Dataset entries

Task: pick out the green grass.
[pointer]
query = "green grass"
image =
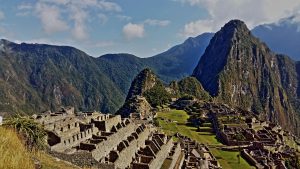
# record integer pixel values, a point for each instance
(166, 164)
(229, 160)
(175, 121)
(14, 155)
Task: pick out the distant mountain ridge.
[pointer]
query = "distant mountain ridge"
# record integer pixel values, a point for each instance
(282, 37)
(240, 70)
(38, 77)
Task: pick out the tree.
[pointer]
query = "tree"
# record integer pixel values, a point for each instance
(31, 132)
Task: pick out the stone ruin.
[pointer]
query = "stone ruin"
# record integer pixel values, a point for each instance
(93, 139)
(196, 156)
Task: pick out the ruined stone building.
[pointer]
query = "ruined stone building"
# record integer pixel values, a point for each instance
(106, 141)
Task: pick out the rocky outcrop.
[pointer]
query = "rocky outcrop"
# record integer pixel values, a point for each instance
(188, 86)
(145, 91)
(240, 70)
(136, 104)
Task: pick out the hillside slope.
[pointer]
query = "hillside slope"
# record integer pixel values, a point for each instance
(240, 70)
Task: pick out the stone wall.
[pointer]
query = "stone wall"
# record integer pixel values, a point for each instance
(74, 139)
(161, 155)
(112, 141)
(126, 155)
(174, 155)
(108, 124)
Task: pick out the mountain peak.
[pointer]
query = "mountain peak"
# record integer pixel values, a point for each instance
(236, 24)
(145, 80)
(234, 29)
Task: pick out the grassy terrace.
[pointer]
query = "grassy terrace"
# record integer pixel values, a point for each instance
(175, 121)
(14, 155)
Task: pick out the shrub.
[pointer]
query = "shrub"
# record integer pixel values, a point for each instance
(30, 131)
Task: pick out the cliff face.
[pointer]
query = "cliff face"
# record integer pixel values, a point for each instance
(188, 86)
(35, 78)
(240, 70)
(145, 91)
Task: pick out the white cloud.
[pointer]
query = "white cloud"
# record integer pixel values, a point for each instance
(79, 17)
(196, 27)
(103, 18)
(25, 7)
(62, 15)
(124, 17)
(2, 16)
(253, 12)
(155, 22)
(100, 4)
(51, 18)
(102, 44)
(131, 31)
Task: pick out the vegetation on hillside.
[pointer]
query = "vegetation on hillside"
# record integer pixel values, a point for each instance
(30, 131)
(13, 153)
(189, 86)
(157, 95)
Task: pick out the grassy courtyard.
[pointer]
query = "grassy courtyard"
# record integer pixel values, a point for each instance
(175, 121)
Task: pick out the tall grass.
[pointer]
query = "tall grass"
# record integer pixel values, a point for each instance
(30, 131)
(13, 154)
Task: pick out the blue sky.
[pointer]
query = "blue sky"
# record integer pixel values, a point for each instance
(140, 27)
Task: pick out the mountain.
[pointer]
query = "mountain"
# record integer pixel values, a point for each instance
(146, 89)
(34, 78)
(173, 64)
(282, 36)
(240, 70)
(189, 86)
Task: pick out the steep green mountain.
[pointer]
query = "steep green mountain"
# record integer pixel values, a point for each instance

> **Exercise**: Reprint all the data above verbatim, excluding pictures.

> **Reply to the exercise**:
Task: pick out the green grass.
[pointer]
query = "green grass"
image =
# record integer pixel values, a point for each instance
(166, 164)
(229, 160)
(175, 121)
(14, 155)
Task: pick out the distant mountain ridge.
[pointer]
query = "distant mountain ridge"
# record integer pixel values, a point for each instance
(282, 37)
(240, 70)
(38, 77)
Task: pick out the tree.
[pointer]
query = "tree"
# record integer pixel values, a point for each instance
(31, 132)
Task: pick out the stone ruin.
[pointer]
query = "stone ruin"
# record integer pixel values, a point for each instance
(93, 139)
(196, 156)
Task: pick out the ruined stone building.
[pointer]
query = "ruined stone building"
# record integer pixel values, a point for each instance
(106, 141)
Task: pick out the rocky outcrop.
[pointer]
query = "rocky outcrop"
# record integer pixel values, a point for each instance
(188, 86)
(145, 91)
(240, 70)
(136, 104)
Task: pick out the hillside slope.
[pointer]
query = "hillside slope"
# record integer pixel values, a point for each instance
(240, 70)
Task: pick out the stone wall.
[pointer]
query = "stone wall"
# record integer pixel values, a point for each instance
(74, 139)
(161, 155)
(112, 141)
(126, 155)
(174, 155)
(108, 124)
Task: pick out the mountain peak.
[pointer]
query = "mountain peak"
# record integer pixel values, a point for each instance
(236, 24)
(145, 80)
(234, 29)
Task: pick out the grassy terrace.
[pointer]
query = "grassy terrace"
# record integer pixel values, a point for each instance
(175, 121)
(14, 155)
Task: pick out the shrub.
[pointer]
query = "shrub"
# record integer pixel values, a point for each instance
(30, 131)
Task: pick out the cliff face.
[pointer]
query = "cliff face"
# record integer pixel values, a point for each instance
(188, 86)
(35, 78)
(240, 70)
(145, 91)
Task: pick out the white cloud.
[pointer]
query = "white cloud"
# record integer pixel values, a point for each instance
(79, 17)
(196, 27)
(103, 18)
(25, 7)
(62, 15)
(124, 17)
(2, 16)
(253, 12)
(155, 22)
(100, 4)
(51, 18)
(102, 44)
(131, 31)
Task: pick out the vegetation on hillside.
[pointer]
query = "vegetation on hillside"
# record integer pixel values, a point for each instance
(30, 131)
(13, 153)
(189, 86)
(157, 95)
Task: pick out the grassy courtyard.
[pointer]
query = "grassy courtyard"
# record integer pixel values, a point for each instance
(175, 121)
Task: pick out the tall grass.
[pointer]
query = "tall grass"
# record integer pixel values, a point for each instance
(30, 131)
(13, 154)
Task: pick out the blue sky.
[pointer]
query = "blue sky"
# record integer pixel values, a point for each instance
(140, 27)
Task: pick out the mountain.
[pointer]
query = "mountain"
# record integer pixel values, a point for each instance
(146, 89)
(34, 78)
(173, 64)
(282, 36)
(240, 70)
(189, 86)
Task: pick out the steep green mountain.
[pointer]
query = "steep green mountain"
# record integer pixel values, a point for each instance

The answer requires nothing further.